TASK TO COMPLETE => Every entry must come back exactly as it was given.

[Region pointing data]
╔══
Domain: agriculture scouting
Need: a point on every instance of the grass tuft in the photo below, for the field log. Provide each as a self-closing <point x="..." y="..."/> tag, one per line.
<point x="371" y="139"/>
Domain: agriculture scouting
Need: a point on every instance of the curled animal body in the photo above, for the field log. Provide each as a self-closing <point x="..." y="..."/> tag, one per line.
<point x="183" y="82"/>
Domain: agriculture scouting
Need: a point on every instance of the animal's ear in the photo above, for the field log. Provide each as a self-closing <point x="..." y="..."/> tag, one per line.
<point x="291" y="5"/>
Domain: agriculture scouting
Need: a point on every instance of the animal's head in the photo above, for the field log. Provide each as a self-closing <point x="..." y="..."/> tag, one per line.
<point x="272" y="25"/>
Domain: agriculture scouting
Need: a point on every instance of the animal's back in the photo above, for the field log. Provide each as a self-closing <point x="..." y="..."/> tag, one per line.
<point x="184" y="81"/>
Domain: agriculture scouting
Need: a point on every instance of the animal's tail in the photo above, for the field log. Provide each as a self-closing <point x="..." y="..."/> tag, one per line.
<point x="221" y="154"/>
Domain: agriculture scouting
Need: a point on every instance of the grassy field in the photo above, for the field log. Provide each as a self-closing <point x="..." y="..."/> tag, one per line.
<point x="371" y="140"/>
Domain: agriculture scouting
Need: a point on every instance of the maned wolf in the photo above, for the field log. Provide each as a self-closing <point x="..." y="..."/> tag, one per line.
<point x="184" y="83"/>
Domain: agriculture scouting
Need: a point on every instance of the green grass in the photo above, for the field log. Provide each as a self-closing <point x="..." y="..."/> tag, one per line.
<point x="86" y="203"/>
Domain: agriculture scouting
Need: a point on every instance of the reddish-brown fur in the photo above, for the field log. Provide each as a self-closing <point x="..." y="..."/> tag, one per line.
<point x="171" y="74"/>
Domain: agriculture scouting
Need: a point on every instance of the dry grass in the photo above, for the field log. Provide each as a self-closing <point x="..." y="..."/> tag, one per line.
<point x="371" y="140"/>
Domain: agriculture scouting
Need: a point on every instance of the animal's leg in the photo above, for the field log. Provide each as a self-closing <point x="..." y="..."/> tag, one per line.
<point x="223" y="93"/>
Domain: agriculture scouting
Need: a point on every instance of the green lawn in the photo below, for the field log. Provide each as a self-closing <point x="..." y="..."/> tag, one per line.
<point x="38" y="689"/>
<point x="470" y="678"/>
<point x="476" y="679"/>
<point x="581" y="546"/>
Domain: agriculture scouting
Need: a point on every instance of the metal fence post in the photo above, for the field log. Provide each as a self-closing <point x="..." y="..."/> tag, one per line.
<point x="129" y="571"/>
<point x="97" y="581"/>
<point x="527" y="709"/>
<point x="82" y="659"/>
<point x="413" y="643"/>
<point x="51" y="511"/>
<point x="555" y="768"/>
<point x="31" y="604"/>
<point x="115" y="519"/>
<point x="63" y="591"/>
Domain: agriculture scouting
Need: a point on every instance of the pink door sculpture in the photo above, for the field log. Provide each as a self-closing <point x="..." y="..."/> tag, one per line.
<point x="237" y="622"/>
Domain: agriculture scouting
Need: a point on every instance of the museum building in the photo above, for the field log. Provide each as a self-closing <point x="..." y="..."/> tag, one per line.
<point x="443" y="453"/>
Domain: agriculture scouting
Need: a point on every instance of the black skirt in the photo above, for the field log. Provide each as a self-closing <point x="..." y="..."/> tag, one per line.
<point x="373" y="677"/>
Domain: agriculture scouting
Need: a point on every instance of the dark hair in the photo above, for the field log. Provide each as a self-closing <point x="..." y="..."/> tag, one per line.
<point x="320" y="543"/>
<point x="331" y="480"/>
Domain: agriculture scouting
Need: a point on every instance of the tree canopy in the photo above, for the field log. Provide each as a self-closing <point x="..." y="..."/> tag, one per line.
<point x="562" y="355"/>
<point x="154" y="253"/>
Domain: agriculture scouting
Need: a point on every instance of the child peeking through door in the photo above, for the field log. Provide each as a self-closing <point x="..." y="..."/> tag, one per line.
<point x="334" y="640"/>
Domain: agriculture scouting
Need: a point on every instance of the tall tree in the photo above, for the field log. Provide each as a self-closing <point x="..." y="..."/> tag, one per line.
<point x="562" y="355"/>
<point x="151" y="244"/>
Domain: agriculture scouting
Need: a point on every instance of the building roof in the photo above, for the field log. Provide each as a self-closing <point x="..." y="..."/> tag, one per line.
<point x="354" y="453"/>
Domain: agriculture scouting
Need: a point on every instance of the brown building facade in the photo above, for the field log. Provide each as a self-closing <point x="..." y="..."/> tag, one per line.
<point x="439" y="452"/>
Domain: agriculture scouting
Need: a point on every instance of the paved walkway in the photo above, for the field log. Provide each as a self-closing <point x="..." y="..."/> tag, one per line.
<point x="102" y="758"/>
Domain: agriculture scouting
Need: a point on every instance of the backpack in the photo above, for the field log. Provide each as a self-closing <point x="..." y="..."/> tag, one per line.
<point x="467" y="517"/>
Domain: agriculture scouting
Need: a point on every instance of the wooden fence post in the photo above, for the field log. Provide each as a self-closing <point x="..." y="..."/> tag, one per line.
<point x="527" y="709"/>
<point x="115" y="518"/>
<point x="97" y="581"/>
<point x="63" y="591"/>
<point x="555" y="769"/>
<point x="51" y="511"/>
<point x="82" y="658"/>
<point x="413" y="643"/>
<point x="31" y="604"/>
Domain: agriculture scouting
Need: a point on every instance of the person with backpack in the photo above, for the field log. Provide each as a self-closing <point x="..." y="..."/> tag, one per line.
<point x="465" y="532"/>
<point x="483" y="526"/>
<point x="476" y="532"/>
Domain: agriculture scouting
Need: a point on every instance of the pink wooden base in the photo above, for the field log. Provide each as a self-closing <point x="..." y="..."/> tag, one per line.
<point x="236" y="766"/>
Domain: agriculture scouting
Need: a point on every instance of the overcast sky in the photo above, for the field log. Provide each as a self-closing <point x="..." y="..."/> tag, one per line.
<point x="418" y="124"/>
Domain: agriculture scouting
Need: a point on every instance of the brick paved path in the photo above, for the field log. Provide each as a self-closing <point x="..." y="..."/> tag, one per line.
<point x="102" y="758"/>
╚══
PROBLEM SOLUTION =>
Domain: agriculture scouting
Need: a point on every instance of the grass tuft in the photo below, for the field log. Provide each as a self-closing <point x="..." y="..."/> tag, one per line.
<point x="371" y="139"/>
Domain: agriculture scouting
Need: a point on every instance of the curled animal body in the photo above, for the field log. Provide each as a self-closing <point x="..." y="..."/> tag, one per line.
<point x="183" y="82"/>
Domain: agriculture scouting
Need: a point on every instance of the animal's ear in the photo above, for the field log. Provide each as a self-closing <point x="..." y="..."/> tag, one per line.
<point x="291" y="5"/>
Domain: agriculture scouting
Need: a point on every instance of the animal's head in the photo above, for the field log. Provide each as a self-closing <point x="..." y="..."/> tag, one per line.
<point x="272" y="25"/>
Domain: agriculture scouting
Need: a point on every instance of the animal's back in the photo above, for the field log. Provide each as a self-closing <point x="..." y="..."/> tag, one per line.
<point x="184" y="81"/>
Domain: agriculture scouting
Need: a point on every instance of the animal's tail in the photo above, for the field log. Provide each as a self-closing <point x="..." y="..."/> tag, one per line.
<point x="221" y="154"/>
Domain: agriculture scouting
Need: a point on every instance of the grassy field in the photo above, for the field log. Provide each as a self-closing <point x="..." y="..."/> tag, one per line.
<point x="371" y="140"/>
Domain: agriculture scouting
Need: a point on every instance of the maned wolf in the photo above, for the field log. Provide each as a self-closing <point x="..." y="..."/> tag, one per line.
<point x="184" y="83"/>
Domain: agriculture scouting
Need: a point on every instance of the green grass in the photo above, for the field log. Provide each as a self-closing <point x="..." y="..."/> tag, one per line.
<point x="86" y="203"/>
Domain: agriculture scouting
Need: a point on every instance of the reddish-brown fur in the photo above, for the field log. Provide each as a self-closing <point x="..." y="..."/> tag, one per line.
<point x="171" y="74"/>
Domain: agriculture scouting
Need: a point on every instance of the dry grass in the photo above, for the field log. Provide each as a self-closing <point x="..." y="..."/> tag, one per line.
<point x="371" y="140"/>
Domain: agriculture scouting
Need: a point on every instance of the animal's leg in the photo above, for the field log. Provide each as a self-closing <point x="..." y="..."/> tag, one per line.
<point x="223" y="93"/>
Domain: agriculture scouting
Need: a point on every instance of the green lawn in the photo below, for the field log. Provide each as a self-closing <point x="..." y="..."/> tag, one per line.
<point x="38" y="689"/>
<point x="470" y="678"/>
<point x="476" y="679"/>
<point x="581" y="546"/>
Domain: agriculture scouting
Need: a point on every instance of the metal fence post in the photo above, for the field log. Provide each as a self-closing <point x="..." y="..."/> tag, one per line.
<point x="129" y="571"/>
<point x="97" y="581"/>
<point x="527" y="709"/>
<point x="82" y="659"/>
<point x="413" y="643"/>
<point x="51" y="511"/>
<point x="555" y="768"/>
<point x="31" y="604"/>
<point x="115" y="519"/>
<point x="63" y="591"/>
Domain: agriculture scouting
Need: a point on every instance of the pink door sculpture in the photo above, for the field log. Provide each as a self-closing <point x="..." y="..."/> tag, one per line.
<point x="237" y="622"/>
Domain: agriculture scouting
Need: a point on every instance of the museum building in the photo above, for the field log. Provide each as a self-closing <point x="..." y="..."/> tag, one per line.
<point x="443" y="453"/>
Domain: agriculture scouting
Need: a point on every instance of the black skirt in the photo above, for the field log. Provide each as a self-closing <point x="..." y="..."/> tag, one per line.
<point x="373" y="677"/>
Domain: agriculture scouting
Need: a point on every instance of the dark hair in the photo above, for the field log. Provide each as a self-closing <point x="..." y="..."/> tag, one per line.
<point x="320" y="543"/>
<point x="331" y="480"/>
Domain: agriculture scouting
Need: a point on every instance of the tree canopy in the photo above, for the field log. Provide each as a self-closing <point x="..." y="..."/> tag, one per line.
<point x="562" y="355"/>
<point x="154" y="253"/>
Domain: agriculture scouting
Need: a point on every instance of the child peeking through door in the photo above, for the field log. Provide each as a self-closing <point x="..." y="..."/> tag, one per line.
<point x="334" y="640"/>
Domain: agriculture scouting
Need: a point on every instance of the tall tree in the photo above, for the field log. Provide each as a self-closing <point x="..." y="..."/> tag, one per line.
<point x="562" y="355"/>
<point x="151" y="244"/>
Domain: agriculture scouting
Need: a point on every instance of the building roof in the photo above, for the field log. Provide each as a self-closing <point x="..." y="..."/> tag, one per line.
<point x="354" y="453"/>
Domain: agriculture scouting
Need: a point on every instance of the brown building facade in the photo above, for the field log. Provide each as a self-closing <point x="..." y="..."/> tag, one per line.
<point x="439" y="452"/>
Domain: agriculture scouting
Need: a point on every instance of the paved walkway in the photo above, for the field log. Provide each as a self-closing <point x="..." y="..."/> tag, one per line.
<point x="102" y="758"/>
Domain: agriculture scouting
Need: a point on every instance of the backpack in the photo above, for the field log. Provide each as a self-closing <point x="..." y="..."/> tag, one per line.
<point x="467" y="517"/>
Domain: agriculture scouting
Need: a point on every instance of the wooden fence post in the photo above, for the field log. Provide each as a self-closing <point x="..." y="..."/> tag, one per line.
<point x="527" y="709"/>
<point x="115" y="518"/>
<point x="97" y="581"/>
<point x="63" y="591"/>
<point x="555" y="769"/>
<point x="51" y="511"/>
<point x="82" y="658"/>
<point x="413" y="643"/>
<point x="31" y="604"/>
Domain: agriculture scouting
Need: a point on every instance of the person with backpack in the photo above, for the field log. Provide each as a self-closing <point x="..." y="..."/> tag, one per line.
<point x="465" y="532"/>
<point x="483" y="526"/>
<point x="476" y="532"/>
Domain: agriculture scouting
Need: a point on every instance of the pink wooden base in the photo above, for the field log. Provide each as a self-closing <point x="..." y="..."/> tag, one per line.
<point x="236" y="766"/>
Domain: agriculture scouting
Need: a point on every instance of the overcast sky in the photo above, for the field log. Provide each as a self-closing <point x="..." y="..."/> tag, one per line.
<point x="418" y="124"/>
Domain: agriculture scouting
Need: a point on every instance of the brick paved path in the photo above, for the field log. Provide each as a self-closing <point x="..." y="..."/> tag, one per line.
<point x="102" y="758"/>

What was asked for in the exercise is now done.